• **Work instruction**
Sort through the entries below and pull out lines containing the word "whole".

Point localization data
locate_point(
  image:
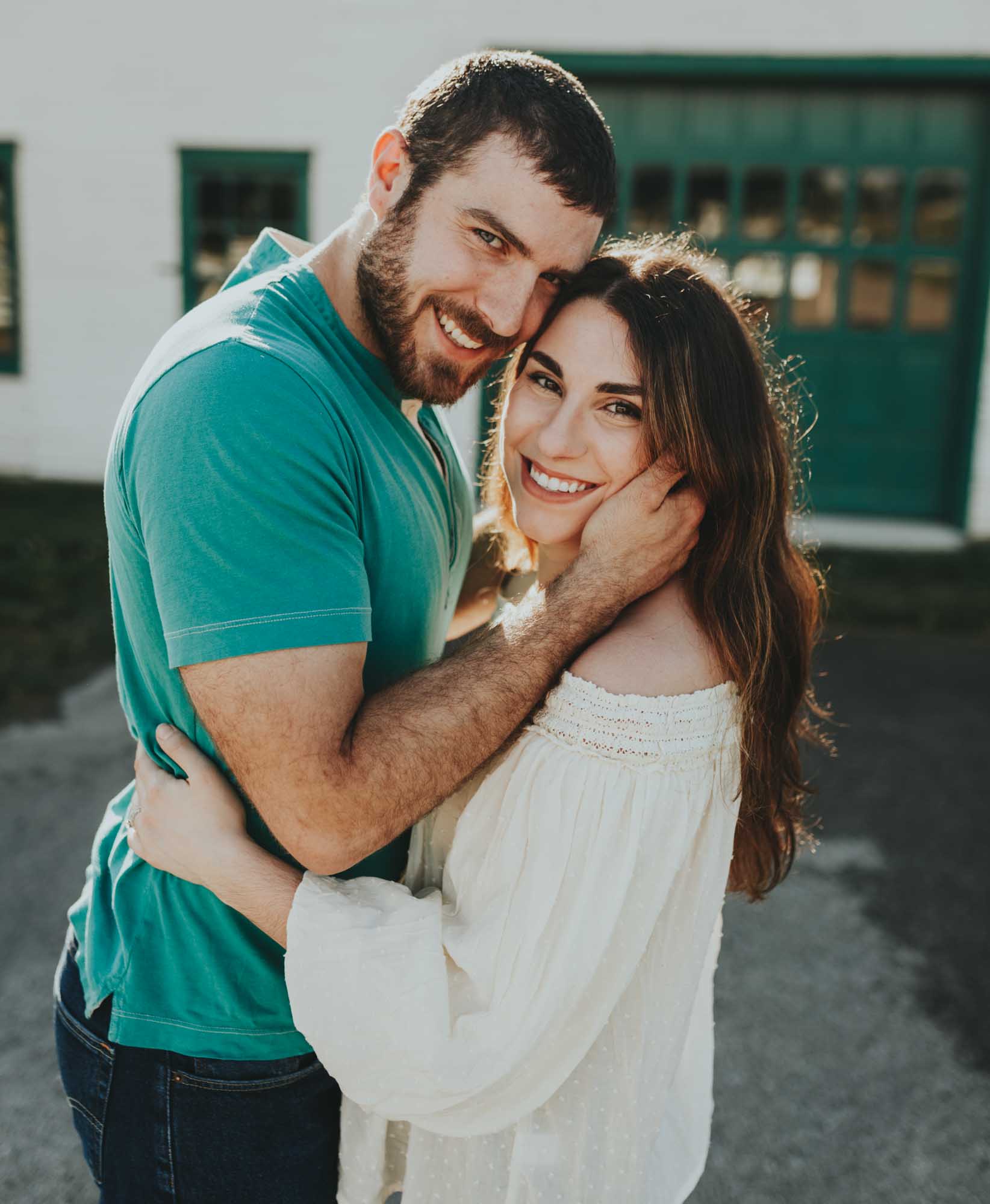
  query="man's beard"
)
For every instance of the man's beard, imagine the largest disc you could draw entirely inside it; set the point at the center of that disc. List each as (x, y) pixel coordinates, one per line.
(385, 296)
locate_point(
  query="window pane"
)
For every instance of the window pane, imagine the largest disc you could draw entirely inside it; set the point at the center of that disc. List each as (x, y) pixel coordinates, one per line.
(213, 200)
(763, 280)
(764, 198)
(210, 264)
(285, 205)
(709, 202)
(932, 294)
(717, 270)
(652, 200)
(871, 294)
(254, 205)
(814, 292)
(939, 206)
(879, 205)
(820, 205)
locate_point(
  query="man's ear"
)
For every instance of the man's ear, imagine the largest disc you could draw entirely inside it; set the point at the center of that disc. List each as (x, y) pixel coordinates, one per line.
(391, 172)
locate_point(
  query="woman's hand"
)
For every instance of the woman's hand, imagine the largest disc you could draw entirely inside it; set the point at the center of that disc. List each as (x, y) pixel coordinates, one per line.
(193, 829)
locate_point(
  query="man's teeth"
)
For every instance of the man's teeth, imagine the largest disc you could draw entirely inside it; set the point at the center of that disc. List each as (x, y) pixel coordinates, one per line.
(457, 334)
(555, 485)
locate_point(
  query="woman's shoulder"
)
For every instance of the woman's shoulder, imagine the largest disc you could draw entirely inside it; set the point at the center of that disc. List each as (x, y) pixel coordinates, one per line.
(656, 648)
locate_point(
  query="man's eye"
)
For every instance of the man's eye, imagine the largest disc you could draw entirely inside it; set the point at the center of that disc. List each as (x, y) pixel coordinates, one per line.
(490, 239)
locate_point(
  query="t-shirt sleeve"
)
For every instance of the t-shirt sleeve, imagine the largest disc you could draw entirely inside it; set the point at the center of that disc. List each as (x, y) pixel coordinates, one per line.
(243, 483)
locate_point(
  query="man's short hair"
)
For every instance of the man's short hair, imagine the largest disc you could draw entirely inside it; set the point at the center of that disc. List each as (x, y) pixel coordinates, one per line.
(545, 109)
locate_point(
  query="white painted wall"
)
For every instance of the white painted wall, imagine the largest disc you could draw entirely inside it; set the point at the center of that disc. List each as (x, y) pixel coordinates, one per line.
(101, 97)
(979, 517)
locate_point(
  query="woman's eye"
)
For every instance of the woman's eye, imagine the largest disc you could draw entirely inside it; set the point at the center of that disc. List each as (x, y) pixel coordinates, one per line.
(544, 382)
(624, 410)
(490, 239)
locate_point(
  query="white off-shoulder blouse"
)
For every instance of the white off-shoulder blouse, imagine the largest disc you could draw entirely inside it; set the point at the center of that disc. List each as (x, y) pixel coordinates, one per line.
(528, 1017)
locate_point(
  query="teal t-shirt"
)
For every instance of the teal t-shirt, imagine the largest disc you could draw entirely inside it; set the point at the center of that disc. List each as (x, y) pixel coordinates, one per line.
(264, 491)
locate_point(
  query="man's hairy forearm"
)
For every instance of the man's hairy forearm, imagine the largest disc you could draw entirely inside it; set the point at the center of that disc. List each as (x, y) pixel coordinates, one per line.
(411, 746)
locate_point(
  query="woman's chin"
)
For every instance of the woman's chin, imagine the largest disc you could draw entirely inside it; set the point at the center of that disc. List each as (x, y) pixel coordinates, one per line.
(547, 533)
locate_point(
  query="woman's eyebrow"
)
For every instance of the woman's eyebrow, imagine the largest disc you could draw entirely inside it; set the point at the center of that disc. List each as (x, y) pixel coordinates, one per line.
(629, 391)
(549, 363)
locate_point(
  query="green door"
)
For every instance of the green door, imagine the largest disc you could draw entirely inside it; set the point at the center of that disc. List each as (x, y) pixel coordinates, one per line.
(227, 198)
(850, 215)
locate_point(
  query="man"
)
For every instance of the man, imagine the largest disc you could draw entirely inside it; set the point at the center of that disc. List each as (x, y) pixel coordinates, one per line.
(288, 540)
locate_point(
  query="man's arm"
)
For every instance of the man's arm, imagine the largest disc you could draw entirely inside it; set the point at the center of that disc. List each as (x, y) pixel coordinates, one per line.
(337, 776)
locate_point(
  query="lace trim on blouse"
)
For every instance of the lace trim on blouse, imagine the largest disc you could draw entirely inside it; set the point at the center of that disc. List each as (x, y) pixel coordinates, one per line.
(671, 731)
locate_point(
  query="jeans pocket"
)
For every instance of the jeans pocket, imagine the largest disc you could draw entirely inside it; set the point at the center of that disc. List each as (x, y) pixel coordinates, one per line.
(86, 1065)
(255, 1131)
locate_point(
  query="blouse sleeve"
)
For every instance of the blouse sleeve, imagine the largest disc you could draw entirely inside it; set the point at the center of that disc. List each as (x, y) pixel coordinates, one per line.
(464, 1011)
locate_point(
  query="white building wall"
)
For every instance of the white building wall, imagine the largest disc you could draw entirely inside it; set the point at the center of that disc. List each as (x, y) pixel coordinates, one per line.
(101, 97)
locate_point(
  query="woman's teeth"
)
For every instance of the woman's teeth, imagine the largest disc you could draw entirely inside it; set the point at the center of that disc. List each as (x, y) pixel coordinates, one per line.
(456, 334)
(555, 485)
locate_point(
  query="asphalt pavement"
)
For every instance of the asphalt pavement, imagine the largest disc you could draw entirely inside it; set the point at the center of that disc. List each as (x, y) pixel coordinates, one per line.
(853, 1052)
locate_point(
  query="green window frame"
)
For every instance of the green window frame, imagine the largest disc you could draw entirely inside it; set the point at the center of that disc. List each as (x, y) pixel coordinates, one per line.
(228, 197)
(973, 73)
(10, 300)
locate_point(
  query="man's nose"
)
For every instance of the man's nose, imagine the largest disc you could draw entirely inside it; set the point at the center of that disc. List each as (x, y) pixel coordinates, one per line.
(505, 300)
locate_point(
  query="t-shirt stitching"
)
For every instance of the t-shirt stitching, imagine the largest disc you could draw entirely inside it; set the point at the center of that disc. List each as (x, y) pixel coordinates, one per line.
(287, 617)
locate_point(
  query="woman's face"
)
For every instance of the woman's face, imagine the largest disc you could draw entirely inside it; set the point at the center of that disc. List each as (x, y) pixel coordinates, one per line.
(571, 430)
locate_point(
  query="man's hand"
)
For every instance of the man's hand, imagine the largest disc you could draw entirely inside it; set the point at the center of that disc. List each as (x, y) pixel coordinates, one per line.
(640, 538)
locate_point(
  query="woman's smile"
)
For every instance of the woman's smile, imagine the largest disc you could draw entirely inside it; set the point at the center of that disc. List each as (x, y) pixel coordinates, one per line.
(553, 487)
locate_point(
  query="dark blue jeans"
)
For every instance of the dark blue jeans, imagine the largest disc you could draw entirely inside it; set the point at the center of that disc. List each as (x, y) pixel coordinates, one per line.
(166, 1128)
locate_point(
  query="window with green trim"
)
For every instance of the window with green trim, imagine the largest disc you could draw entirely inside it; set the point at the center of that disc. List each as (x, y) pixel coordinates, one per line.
(10, 316)
(228, 197)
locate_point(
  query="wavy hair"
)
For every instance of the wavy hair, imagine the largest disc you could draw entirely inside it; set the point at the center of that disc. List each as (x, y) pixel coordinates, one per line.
(721, 405)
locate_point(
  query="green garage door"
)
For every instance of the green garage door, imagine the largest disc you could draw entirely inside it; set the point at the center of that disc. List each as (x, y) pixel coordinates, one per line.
(851, 215)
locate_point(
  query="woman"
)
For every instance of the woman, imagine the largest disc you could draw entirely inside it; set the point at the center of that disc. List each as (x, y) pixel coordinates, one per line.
(529, 1014)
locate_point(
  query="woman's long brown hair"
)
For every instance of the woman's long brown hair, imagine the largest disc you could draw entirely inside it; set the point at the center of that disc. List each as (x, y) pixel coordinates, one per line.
(722, 408)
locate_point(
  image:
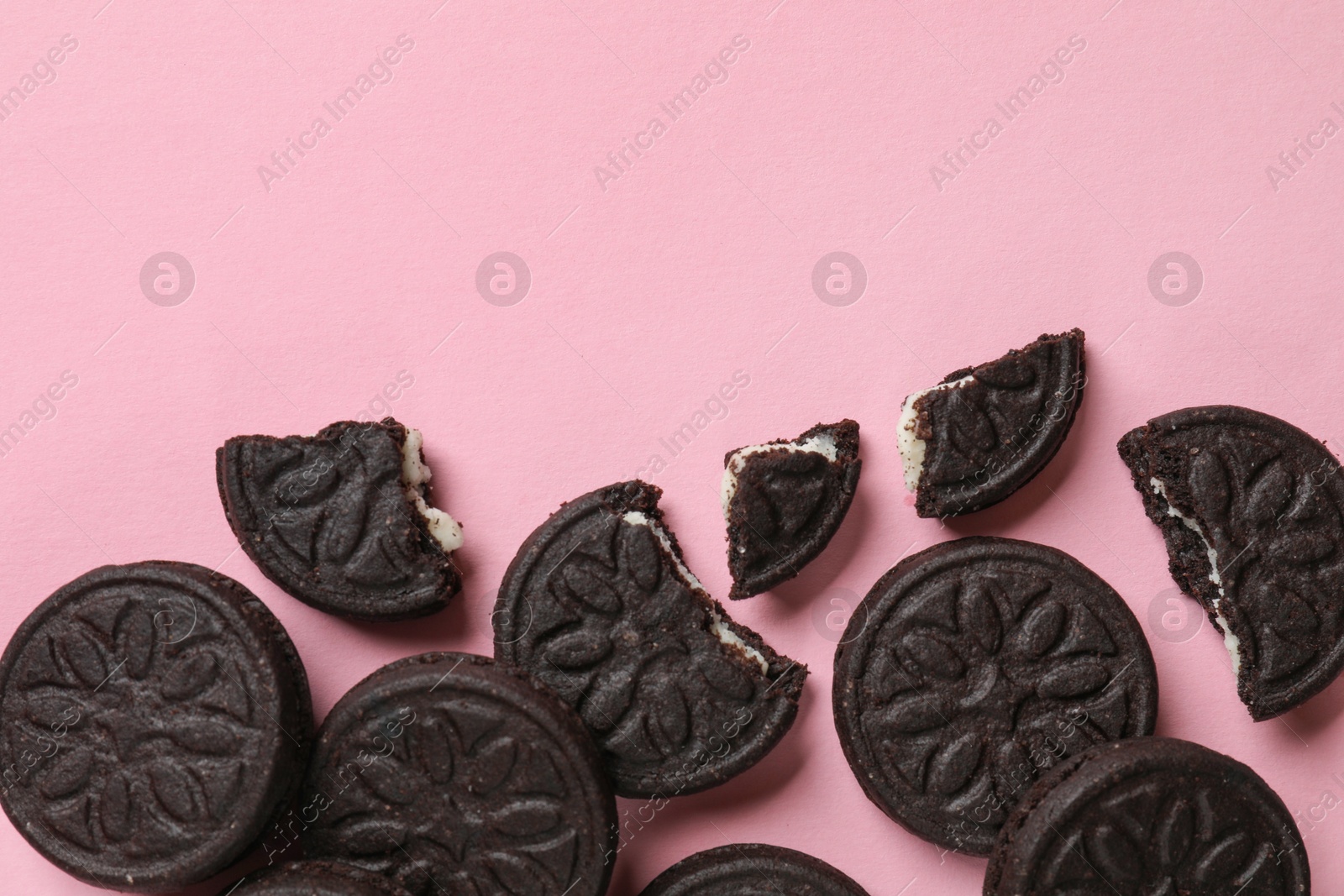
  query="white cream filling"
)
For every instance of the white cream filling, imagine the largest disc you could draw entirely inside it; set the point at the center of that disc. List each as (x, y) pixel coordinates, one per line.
(1230, 640)
(823, 445)
(445, 530)
(717, 625)
(913, 448)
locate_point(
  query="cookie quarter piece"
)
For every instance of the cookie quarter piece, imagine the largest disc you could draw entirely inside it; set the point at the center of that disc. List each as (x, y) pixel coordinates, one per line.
(1252, 510)
(987, 430)
(154, 723)
(315, 879)
(1149, 815)
(974, 667)
(340, 520)
(784, 500)
(601, 607)
(752, 869)
(449, 773)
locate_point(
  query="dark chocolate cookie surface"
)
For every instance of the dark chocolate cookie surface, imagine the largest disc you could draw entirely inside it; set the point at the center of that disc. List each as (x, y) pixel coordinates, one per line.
(454, 774)
(1252, 510)
(340, 520)
(600, 606)
(154, 720)
(315, 879)
(784, 501)
(752, 869)
(987, 430)
(1149, 815)
(974, 665)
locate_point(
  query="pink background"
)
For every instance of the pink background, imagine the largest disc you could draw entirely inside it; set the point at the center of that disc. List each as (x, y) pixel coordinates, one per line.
(360, 264)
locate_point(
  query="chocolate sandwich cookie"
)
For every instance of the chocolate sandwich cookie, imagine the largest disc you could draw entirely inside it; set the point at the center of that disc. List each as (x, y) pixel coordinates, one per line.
(752, 869)
(315, 879)
(974, 665)
(1252, 510)
(340, 520)
(1149, 815)
(784, 500)
(987, 430)
(452, 774)
(154, 721)
(601, 607)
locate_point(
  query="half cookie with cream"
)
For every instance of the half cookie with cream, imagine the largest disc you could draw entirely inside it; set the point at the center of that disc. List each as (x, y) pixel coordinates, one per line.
(600, 605)
(784, 500)
(1252, 510)
(342, 519)
(987, 430)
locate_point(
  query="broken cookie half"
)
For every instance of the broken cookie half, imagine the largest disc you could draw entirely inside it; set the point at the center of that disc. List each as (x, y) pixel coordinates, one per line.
(1252, 510)
(600, 605)
(342, 519)
(784, 500)
(987, 430)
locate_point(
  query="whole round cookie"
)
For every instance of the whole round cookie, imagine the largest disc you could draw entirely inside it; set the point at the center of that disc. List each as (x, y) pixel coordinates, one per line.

• **Solution for this exercise**
  query="whole round cookie"
For every instance of the whole round cookie, imagine the largest disc you could draw entirely inside it; set the point at the center of that disc. List each as (x, y) pixel coordinates, one per line.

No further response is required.